[Stored items]
************

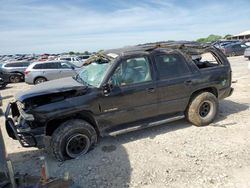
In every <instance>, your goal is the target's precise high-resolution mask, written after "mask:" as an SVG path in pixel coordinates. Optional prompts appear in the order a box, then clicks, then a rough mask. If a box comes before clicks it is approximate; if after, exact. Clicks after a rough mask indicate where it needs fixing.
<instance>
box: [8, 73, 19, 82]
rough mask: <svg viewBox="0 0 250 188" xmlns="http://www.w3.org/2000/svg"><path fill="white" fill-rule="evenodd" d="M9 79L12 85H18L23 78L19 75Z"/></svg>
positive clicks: (17, 75)
mask: <svg viewBox="0 0 250 188" xmlns="http://www.w3.org/2000/svg"><path fill="white" fill-rule="evenodd" d="M9 79H10V82H11V83H18V82H20V81H21V77H20V76H18V75H11V76H10V78H9Z"/></svg>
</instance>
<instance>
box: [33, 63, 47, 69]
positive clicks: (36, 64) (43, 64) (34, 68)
mask: <svg viewBox="0 0 250 188" xmlns="http://www.w3.org/2000/svg"><path fill="white" fill-rule="evenodd" d="M44 68H45V66H44V64H36V65H35V66H34V67H33V69H44Z"/></svg>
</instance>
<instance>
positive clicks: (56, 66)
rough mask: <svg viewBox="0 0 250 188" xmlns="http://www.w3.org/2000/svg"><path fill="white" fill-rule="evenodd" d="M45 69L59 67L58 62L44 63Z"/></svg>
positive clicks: (58, 64) (59, 64)
mask: <svg viewBox="0 0 250 188" xmlns="http://www.w3.org/2000/svg"><path fill="white" fill-rule="evenodd" d="M45 67H46V69H58V68H59V67H60V63H46V66H45Z"/></svg>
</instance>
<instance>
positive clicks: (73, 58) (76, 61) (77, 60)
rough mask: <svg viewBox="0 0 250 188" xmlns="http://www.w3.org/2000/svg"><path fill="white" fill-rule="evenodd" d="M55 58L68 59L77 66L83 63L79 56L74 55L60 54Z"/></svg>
mask: <svg viewBox="0 0 250 188" xmlns="http://www.w3.org/2000/svg"><path fill="white" fill-rule="evenodd" d="M57 60H61V61H68V62H70V63H72V64H74V65H76V66H77V67H81V66H82V65H83V63H84V61H81V59H80V58H78V57H76V56H72V57H71V56H62V57H59V58H57Z"/></svg>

************

# AIM OF THE EXERCISE:
Each line of the data should be quoted exactly, with pictures left out.

# COMPLETED EXERCISE:
In every <instance>, your goal is the target's precise high-resolution mask, written after "mask:" as an SVG path in pixel coordinates. Optional prompts appear in the order a box, then clicks, then a rough mask. If a box comes before clicks it is approximate; if after, exact. Clicks after a rough mask indicate where it needs fixing.
<instance>
box: [8, 73, 19, 82]
rough mask: <svg viewBox="0 0 250 188" xmlns="http://www.w3.org/2000/svg"><path fill="white" fill-rule="evenodd" d="M9 79L12 85H18L23 78L19 75Z"/></svg>
positive clicks: (17, 75)
mask: <svg viewBox="0 0 250 188" xmlns="http://www.w3.org/2000/svg"><path fill="white" fill-rule="evenodd" d="M9 79H10V82H11V83H18V82H20V81H21V77H20V76H18V75H11V76H10V78H9Z"/></svg>
</instance>
<instance>
box: [33, 63, 47, 69]
positive clicks: (36, 64) (43, 64) (34, 68)
mask: <svg viewBox="0 0 250 188" xmlns="http://www.w3.org/2000/svg"><path fill="white" fill-rule="evenodd" d="M44 68H45V66H44V64H36V65H35V66H34V67H33V69H44Z"/></svg>
</instance>
<instance>
positive clicks: (56, 66)
rough mask: <svg viewBox="0 0 250 188" xmlns="http://www.w3.org/2000/svg"><path fill="white" fill-rule="evenodd" d="M45 69L59 67L58 62L44 63Z"/></svg>
positive clicks: (58, 64) (59, 64)
mask: <svg viewBox="0 0 250 188" xmlns="http://www.w3.org/2000/svg"><path fill="white" fill-rule="evenodd" d="M45 67H46V69H58V68H59V67H60V63H46V66H45Z"/></svg>
</instance>
<instance>
positive clicks: (73, 58) (76, 61) (77, 60)
rough mask: <svg viewBox="0 0 250 188" xmlns="http://www.w3.org/2000/svg"><path fill="white" fill-rule="evenodd" d="M55 58L68 59L77 66L83 63L79 56L74 55L60 54Z"/></svg>
mask: <svg viewBox="0 0 250 188" xmlns="http://www.w3.org/2000/svg"><path fill="white" fill-rule="evenodd" d="M57 60H61V61H68V62H70V63H72V64H74V65H76V66H77V67H81V66H82V65H83V63H84V61H81V59H80V58H78V57H76V56H72V57H71V56H62V57H59V58H57Z"/></svg>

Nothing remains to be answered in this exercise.